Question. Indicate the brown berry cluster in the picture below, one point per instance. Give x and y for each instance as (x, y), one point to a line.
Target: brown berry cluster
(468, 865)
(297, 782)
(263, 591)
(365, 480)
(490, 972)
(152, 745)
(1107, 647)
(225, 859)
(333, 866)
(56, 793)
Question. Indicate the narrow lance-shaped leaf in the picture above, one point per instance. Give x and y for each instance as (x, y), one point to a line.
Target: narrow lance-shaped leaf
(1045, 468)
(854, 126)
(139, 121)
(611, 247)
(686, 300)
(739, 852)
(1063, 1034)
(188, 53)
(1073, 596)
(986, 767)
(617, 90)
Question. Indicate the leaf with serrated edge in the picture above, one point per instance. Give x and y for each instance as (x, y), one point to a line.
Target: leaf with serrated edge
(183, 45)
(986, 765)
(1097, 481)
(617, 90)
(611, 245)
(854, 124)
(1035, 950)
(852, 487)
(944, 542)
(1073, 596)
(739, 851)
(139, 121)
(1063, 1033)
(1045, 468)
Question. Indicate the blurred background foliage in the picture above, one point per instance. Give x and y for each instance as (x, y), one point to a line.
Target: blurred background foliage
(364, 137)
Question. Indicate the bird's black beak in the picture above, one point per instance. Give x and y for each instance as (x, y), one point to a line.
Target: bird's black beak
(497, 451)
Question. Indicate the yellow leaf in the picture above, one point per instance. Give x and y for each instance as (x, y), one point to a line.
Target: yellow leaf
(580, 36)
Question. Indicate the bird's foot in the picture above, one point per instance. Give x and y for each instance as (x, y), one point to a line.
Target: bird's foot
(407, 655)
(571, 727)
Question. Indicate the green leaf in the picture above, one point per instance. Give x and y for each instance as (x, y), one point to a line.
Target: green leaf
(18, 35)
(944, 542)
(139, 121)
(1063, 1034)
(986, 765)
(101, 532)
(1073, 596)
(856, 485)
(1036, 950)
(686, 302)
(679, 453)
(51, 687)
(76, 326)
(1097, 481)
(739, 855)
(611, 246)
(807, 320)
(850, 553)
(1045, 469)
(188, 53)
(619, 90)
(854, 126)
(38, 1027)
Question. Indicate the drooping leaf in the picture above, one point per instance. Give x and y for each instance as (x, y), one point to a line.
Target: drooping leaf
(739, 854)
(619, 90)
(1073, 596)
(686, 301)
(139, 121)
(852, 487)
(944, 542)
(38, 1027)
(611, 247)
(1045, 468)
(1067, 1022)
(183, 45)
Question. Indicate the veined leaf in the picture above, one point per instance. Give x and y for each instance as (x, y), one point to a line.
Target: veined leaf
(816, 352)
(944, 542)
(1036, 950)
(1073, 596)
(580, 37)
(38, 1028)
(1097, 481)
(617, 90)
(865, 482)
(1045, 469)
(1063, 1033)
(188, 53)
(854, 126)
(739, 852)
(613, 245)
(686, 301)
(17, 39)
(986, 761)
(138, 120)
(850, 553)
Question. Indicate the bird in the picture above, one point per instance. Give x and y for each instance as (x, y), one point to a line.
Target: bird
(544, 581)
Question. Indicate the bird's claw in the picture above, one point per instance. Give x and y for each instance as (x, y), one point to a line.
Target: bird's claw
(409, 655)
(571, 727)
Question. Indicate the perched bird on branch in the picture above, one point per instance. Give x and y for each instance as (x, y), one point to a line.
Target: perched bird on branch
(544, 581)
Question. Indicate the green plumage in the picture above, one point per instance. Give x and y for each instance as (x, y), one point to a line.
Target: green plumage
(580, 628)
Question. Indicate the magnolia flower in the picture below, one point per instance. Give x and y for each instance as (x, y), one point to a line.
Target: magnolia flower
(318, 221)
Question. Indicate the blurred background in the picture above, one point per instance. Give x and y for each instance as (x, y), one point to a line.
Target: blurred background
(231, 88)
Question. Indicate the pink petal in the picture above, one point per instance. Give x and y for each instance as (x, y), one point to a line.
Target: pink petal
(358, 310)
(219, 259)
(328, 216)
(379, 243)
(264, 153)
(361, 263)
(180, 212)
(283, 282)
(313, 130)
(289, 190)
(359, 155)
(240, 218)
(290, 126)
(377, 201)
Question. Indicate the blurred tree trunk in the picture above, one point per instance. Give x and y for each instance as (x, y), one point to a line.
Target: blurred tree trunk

**THE EXERCISE:**
Quote the entire listing above exactly.

**OUTPUT FOR THIS TASK:**
Question. Indicate the brown berry cluster in the picture below, one point per instance. Give x and y for each instance as (x, y), one point to a line.
Target: brown berry cluster
(468, 865)
(297, 782)
(263, 591)
(365, 480)
(490, 972)
(152, 745)
(1107, 647)
(225, 859)
(333, 866)
(56, 793)
Question. Indicate the narrow lance-shaped leaf in the picture above, one point per instance. Give x and y for each instance as (x, y), one point to a line.
Target: narrow lance-shaped leaf
(1045, 468)
(854, 126)
(139, 121)
(611, 247)
(686, 300)
(739, 852)
(1063, 1034)
(188, 53)
(1073, 596)
(986, 767)
(617, 90)
Question. Indicate the leaf with serrated edge in the picture above, one point per instance. Give x and y for each instance as (x, y), one point to a line.
Target: leaf with serrated edge
(183, 45)
(986, 765)
(1097, 481)
(617, 90)
(611, 245)
(854, 124)
(1035, 950)
(852, 487)
(944, 542)
(1073, 596)
(739, 851)
(139, 121)
(1063, 1033)
(1045, 468)
Question. Indicate the blurred background foliage in the picture above, one point per instance. Give x and y for each instance as (x, y), one point to a line.
Target: blurred background foliage
(364, 137)
Question. Indicate the bird's black beak in the picture above, one point per instance. Give x and y for each instance as (x, y), one point to a line.
Target: bird's black beak
(497, 451)
Question. Indicate the yellow leaf in the picture above, one point per instance. Give x and y for each instance as (x, y), one point to a line.
Target: yellow leaf
(580, 36)
Question. Indicate the bird's foot in the picture above, one point per instance. Give x and y for each instance as (x, y), one point to a line.
Target: bird's foot
(407, 655)
(571, 727)
Question. Indicate the green leaf in the picture above, one point per instance. Give x and y for each instance as (x, y), one point to a line.
Target: green leaf
(18, 35)
(944, 542)
(139, 121)
(1063, 1034)
(986, 765)
(101, 532)
(1073, 596)
(856, 485)
(1036, 950)
(686, 302)
(679, 453)
(51, 687)
(76, 326)
(1097, 481)
(739, 855)
(611, 246)
(807, 320)
(850, 553)
(1045, 469)
(188, 53)
(619, 90)
(854, 126)
(38, 1027)
Question. Indicate the drooping leaf in the picture above, one point per instance. Give x and y for each instance as (x, y), one point to a line.
Target: drooping leaf
(739, 854)
(619, 90)
(1073, 596)
(686, 301)
(139, 121)
(852, 487)
(944, 542)
(38, 1027)
(611, 247)
(1045, 468)
(1067, 1022)
(183, 45)
Question. Indicate the veined leaf in the picture above, one point per instance. Give x and y for each instance as (x, y), one point to a line.
Target: veined leaf
(816, 352)
(944, 542)
(1036, 950)
(1073, 596)
(580, 37)
(38, 1028)
(1097, 481)
(617, 90)
(865, 482)
(1045, 469)
(1063, 1033)
(188, 53)
(854, 126)
(739, 852)
(613, 245)
(686, 301)
(17, 39)
(986, 761)
(138, 120)
(850, 553)
Question. Indicate the bird in the picture above, one point per instance. Give x and y for each instance as (x, y), one point to a line.
Target: bird
(544, 581)
Question. Indicate the bird's claw in the picture above, one point per instance. Give x and y for each instance as (x, y), one point to a line.
Target: bird's claw
(409, 655)
(571, 727)
Question. Indicate the perched bird on branch in the picture above, one point per instance. Give x and y for each instance as (x, y), one point to a line.
Target: perched bird on branch
(544, 581)
Question. Indicate the green plumage in the picture above, one point per instance. Give x and y for each instance as (x, y), one point to a line.
Target: green plumage
(580, 628)
Question. Indicate the magnolia flower in the picture below, one point per instance. Give x and y for each instance as (x, y), one point to a line.
Target: magnolia flower
(318, 221)
Question. Indicate the blurred background in the picture above, one point per instance. Give x and y for each instance as (x, y), one point to a line.
Target: blurred background
(231, 88)
Question. Indicate the pink petal in the picture above, one point per instance. Give x and y for each instance as (x, y), one point to a line.
Target: pink petal
(358, 310)
(219, 259)
(328, 216)
(379, 243)
(264, 153)
(361, 263)
(180, 212)
(283, 282)
(313, 130)
(289, 190)
(359, 155)
(240, 218)
(290, 126)
(377, 201)
Question. Indicate the blurred tree trunk in the picture above, one point per instance. Give x and y for each instance as (x, y), one point to a line.
Target: blurred tree trunk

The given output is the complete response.